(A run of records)
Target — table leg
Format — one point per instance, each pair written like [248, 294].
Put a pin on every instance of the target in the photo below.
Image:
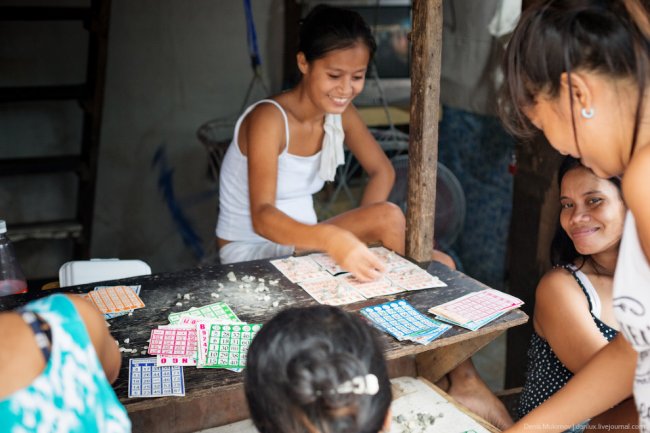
[434, 364]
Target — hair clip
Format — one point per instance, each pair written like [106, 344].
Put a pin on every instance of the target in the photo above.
[368, 385]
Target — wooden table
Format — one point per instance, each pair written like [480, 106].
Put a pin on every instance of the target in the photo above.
[215, 397]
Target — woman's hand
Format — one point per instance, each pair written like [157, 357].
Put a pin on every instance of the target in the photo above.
[354, 256]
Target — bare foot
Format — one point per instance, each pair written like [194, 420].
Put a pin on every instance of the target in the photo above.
[468, 389]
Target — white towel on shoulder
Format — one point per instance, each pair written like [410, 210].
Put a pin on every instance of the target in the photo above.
[332, 152]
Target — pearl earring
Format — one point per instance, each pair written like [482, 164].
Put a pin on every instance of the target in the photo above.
[587, 114]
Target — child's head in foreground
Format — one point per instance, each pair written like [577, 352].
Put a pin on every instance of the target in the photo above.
[317, 370]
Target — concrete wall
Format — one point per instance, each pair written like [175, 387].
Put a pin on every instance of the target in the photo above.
[172, 65]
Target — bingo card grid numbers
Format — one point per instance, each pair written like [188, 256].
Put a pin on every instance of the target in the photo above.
[115, 299]
[148, 380]
[380, 287]
[180, 342]
[109, 316]
[217, 311]
[228, 345]
[331, 291]
[476, 306]
[398, 318]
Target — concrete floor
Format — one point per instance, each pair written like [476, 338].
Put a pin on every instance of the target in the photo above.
[490, 361]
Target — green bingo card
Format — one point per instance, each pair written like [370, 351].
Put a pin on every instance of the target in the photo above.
[219, 311]
[228, 345]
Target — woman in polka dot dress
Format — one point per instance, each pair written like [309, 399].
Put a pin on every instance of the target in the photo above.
[573, 316]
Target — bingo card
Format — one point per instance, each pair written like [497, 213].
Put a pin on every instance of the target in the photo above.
[399, 319]
[115, 299]
[298, 269]
[148, 380]
[370, 289]
[173, 341]
[477, 306]
[107, 316]
[331, 291]
[326, 262]
[228, 344]
[218, 311]
[412, 277]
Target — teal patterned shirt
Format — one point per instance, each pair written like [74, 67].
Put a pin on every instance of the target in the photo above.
[72, 394]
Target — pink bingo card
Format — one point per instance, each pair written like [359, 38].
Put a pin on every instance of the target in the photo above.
[331, 291]
[115, 299]
[326, 262]
[298, 269]
[476, 306]
[390, 258]
[179, 342]
[413, 278]
[370, 289]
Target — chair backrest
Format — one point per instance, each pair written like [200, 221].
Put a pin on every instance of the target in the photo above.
[94, 270]
[450, 200]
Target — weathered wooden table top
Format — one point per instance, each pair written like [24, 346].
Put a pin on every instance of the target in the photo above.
[162, 292]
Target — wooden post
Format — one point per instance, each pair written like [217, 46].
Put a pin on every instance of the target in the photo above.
[426, 39]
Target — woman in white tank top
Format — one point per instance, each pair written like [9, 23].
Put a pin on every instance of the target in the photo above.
[285, 148]
[579, 71]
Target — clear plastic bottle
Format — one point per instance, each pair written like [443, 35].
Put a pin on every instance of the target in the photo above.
[12, 279]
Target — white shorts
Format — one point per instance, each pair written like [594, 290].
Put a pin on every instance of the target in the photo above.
[241, 251]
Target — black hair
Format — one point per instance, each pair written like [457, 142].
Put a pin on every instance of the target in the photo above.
[297, 362]
[558, 36]
[563, 251]
[328, 28]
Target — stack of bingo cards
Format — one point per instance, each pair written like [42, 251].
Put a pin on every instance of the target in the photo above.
[210, 336]
[114, 301]
[476, 309]
[329, 284]
[401, 320]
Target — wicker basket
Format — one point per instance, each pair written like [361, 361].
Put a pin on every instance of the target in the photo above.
[216, 136]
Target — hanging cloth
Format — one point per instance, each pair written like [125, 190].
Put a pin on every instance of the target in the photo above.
[332, 152]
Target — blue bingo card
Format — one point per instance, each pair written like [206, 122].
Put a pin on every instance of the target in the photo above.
[148, 380]
[399, 319]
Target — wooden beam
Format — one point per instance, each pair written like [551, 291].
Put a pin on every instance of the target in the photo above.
[434, 364]
[426, 39]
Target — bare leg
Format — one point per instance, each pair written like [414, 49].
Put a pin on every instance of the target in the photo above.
[468, 389]
[443, 258]
[466, 386]
[378, 222]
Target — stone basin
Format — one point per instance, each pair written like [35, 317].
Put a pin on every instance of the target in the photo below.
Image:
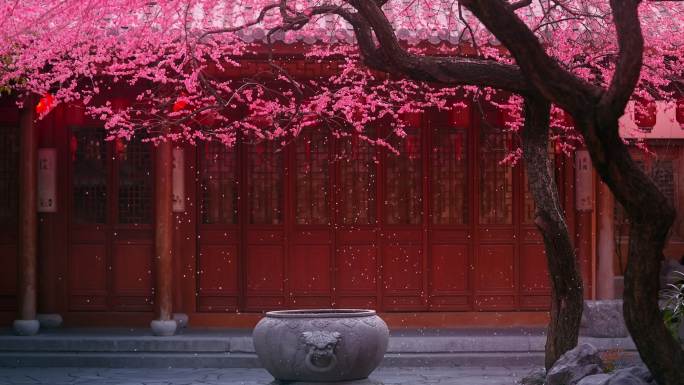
[321, 345]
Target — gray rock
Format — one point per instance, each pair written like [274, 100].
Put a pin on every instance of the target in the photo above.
[596, 379]
[535, 377]
[574, 365]
[635, 375]
[603, 319]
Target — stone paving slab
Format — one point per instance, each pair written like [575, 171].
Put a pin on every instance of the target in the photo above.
[174, 376]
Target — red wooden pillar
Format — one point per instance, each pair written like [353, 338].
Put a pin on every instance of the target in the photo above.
[163, 238]
[26, 323]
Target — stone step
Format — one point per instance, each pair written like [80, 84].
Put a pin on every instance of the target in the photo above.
[234, 349]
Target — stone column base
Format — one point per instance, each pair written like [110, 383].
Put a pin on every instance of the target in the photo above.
[26, 327]
[181, 319]
[163, 328]
[49, 320]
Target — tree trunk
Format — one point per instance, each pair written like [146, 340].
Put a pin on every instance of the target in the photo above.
[651, 216]
[566, 281]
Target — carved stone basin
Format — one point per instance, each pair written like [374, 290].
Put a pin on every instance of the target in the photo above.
[327, 345]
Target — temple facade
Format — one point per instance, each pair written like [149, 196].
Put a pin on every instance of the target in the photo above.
[441, 235]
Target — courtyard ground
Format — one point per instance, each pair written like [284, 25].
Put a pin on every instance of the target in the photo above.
[175, 376]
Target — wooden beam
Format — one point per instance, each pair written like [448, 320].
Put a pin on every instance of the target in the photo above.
[163, 231]
[28, 216]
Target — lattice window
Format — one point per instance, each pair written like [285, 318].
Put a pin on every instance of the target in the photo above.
[529, 207]
[449, 179]
[357, 197]
[265, 175]
[496, 180]
[404, 187]
[135, 182]
[219, 186]
[89, 181]
[663, 174]
[312, 157]
[9, 175]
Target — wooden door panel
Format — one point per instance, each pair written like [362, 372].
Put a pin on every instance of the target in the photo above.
[132, 283]
[8, 276]
[357, 269]
[88, 277]
[449, 268]
[264, 265]
[402, 269]
[218, 271]
[309, 270]
[495, 267]
[534, 276]
[356, 302]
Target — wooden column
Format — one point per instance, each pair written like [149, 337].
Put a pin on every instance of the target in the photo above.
[28, 216]
[163, 231]
[605, 282]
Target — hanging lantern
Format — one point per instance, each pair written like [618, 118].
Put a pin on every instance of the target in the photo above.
[307, 152]
[45, 104]
[75, 114]
[180, 104]
[508, 143]
[557, 146]
[459, 116]
[119, 104]
[458, 146]
[412, 146]
[73, 147]
[412, 119]
[207, 118]
[355, 145]
[645, 113]
[565, 119]
[680, 112]
[120, 147]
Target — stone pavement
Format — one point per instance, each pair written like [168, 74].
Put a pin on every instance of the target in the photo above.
[174, 376]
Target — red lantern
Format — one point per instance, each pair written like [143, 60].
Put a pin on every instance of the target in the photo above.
[680, 112]
[207, 118]
[45, 104]
[75, 114]
[120, 147]
[458, 146]
[119, 104]
[412, 146]
[412, 119]
[180, 104]
[307, 152]
[355, 145]
[73, 146]
[645, 113]
[459, 116]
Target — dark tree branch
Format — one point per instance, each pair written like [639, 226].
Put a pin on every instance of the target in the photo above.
[519, 4]
[566, 280]
[628, 68]
[444, 70]
[544, 72]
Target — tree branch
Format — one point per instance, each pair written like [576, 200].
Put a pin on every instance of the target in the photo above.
[630, 58]
[548, 77]
[445, 70]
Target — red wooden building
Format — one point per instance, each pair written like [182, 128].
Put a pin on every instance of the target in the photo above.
[442, 234]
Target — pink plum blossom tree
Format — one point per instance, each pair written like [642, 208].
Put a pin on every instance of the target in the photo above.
[387, 57]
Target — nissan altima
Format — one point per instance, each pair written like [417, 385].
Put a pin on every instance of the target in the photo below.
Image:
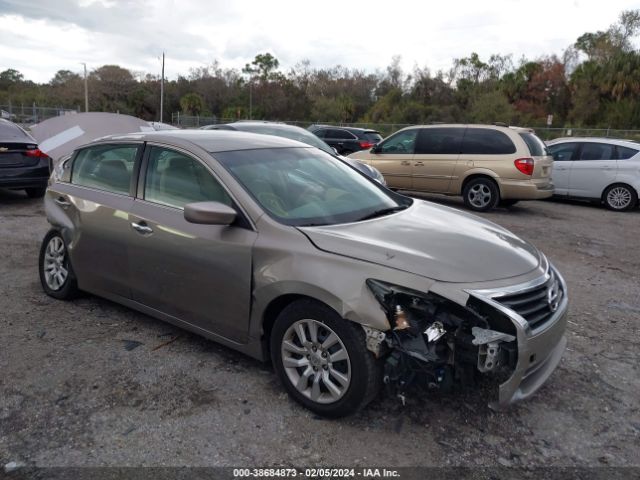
[283, 252]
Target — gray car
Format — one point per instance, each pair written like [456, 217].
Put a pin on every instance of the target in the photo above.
[281, 251]
[601, 169]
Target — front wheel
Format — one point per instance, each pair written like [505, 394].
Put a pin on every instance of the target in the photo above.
[620, 197]
[56, 275]
[322, 359]
[481, 194]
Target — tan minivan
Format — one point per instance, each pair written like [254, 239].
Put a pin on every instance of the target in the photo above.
[488, 165]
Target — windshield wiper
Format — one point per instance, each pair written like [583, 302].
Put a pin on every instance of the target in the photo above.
[382, 212]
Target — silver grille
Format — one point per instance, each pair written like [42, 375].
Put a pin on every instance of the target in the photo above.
[536, 305]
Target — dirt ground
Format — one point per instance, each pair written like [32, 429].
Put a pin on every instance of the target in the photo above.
[91, 383]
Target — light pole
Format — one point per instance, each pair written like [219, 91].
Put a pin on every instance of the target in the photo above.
[162, 91]
[86, 88]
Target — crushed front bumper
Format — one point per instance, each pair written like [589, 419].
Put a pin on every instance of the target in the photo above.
[539, 349]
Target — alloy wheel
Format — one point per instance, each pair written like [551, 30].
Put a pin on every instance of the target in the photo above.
[54, 264]
[316, 361]
[619, 198]
[479, 195]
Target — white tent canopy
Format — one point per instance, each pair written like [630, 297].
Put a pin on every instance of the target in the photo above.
[59, 136]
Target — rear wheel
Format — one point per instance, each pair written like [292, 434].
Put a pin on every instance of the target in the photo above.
[56, 275]
[322, 359]
[36, 192]
[481, 194]
[620, 197]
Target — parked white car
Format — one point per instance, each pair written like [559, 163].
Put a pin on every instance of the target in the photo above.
[597, 168]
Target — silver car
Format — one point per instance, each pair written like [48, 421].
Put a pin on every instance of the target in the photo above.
[283, 252]
[600, 169]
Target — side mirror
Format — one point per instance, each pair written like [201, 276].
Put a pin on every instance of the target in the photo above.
[209, 213]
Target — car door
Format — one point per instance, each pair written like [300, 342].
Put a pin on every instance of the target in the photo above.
[199, 274]
[434, 162]
[593, 170]
[94, 207]
[393, 157]
[564, 155]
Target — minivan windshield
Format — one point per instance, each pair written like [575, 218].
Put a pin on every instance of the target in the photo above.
[305, 186]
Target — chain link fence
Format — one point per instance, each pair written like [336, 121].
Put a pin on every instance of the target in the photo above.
[31, 114]
[386, 129]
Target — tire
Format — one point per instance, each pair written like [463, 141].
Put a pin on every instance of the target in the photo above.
[481, 194]
[620, 197]
[345, 385]
[53, 263]
[36, 192]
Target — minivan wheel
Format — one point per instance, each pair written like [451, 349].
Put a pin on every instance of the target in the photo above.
[481, 194]
[56, 275]
[620, 197]
[322, 359]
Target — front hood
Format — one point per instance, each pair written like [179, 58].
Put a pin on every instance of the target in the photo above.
[433, 241]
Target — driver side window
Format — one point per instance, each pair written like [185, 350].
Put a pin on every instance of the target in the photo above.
[402, 143]
[175, 179]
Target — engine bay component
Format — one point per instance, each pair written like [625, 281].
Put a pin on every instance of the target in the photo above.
[435, 331]
[482, 336]
[374, 340]
[436, 343]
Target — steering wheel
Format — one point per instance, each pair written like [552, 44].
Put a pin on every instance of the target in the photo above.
[311, 192]
[273, 203]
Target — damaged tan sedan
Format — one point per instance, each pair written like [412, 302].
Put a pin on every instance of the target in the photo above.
[283, 252]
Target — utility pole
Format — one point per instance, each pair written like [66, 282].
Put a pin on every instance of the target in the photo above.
[86, 89]
[162, 91]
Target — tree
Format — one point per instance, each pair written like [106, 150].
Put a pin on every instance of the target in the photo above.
[192, 103]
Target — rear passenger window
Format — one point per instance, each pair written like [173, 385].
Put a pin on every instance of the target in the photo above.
[443, 141]
[537, 148]
[105, 167]
[175, 179]
[563, 151]
[338, 133]
[484, 141]
[624, 152]
[401, 142]
[597, 151]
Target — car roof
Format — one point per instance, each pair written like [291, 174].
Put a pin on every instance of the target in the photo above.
[210, 140]
[350, 129]
[613, 141]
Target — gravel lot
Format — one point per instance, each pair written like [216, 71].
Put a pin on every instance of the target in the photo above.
[76, 387]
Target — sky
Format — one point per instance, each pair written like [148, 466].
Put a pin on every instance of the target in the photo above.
[38, 38]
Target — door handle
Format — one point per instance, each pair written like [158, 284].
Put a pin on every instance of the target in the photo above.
[141, 227]
[62, 202]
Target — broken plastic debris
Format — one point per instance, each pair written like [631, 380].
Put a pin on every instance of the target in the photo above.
[435, 331]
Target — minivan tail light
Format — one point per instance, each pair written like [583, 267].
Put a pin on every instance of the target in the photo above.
[525, 165]
[36, 152]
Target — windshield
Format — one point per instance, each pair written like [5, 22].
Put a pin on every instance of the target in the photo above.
[305, 186]
[293, 133]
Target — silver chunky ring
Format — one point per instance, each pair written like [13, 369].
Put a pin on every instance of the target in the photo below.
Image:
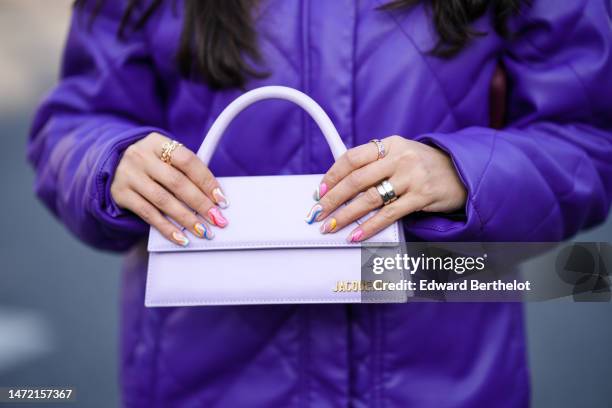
[387, 192]
[380, 147]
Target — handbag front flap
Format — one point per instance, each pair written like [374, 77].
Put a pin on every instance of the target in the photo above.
[268, 212]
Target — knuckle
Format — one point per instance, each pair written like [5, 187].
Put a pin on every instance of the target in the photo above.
[175, 181]
[388, 214]
[161, 199]
[145, 213]
[181, 160]
[352, 158]
[185, 218]
[332, 177]
[372, 197]
[207, 182]
[117, 192]
[132, 152]
[353, 181]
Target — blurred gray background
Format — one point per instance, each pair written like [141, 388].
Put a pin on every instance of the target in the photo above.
[59, 298]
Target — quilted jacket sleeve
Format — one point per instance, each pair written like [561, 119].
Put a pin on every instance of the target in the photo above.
[105, 100]
[549, 172]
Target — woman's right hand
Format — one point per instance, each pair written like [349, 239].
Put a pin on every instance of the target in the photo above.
[151, 188]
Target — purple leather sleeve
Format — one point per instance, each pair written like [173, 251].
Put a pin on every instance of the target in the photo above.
[549, 172]
[105, 96]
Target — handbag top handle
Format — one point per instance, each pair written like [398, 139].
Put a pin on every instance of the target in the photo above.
[271, 92]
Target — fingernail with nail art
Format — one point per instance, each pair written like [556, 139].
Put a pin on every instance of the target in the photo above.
[180, 238]
[320, 192]
[314, 213]
[356, 236]
[220, 198]
[216, 217]
[328, 226]
[202, 231]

DIRECTION:
Rewrite the lines of the listing from the line containing "Target — fingernail with nail art" through the final line of the listing, substituting "marker" for "pin" and keeping everything else the same.

CORRECT OUTPUT:
Target — fingernail with nail art
Format — one point per instance, each pair written like [556, 139].
Put a marker on every instance of the target in the photo above.
[180, 238]
[320, 192]
[314, 213]
[356, 236]
[220, 198]
[216, 217]
[328, 226]
[202, 231]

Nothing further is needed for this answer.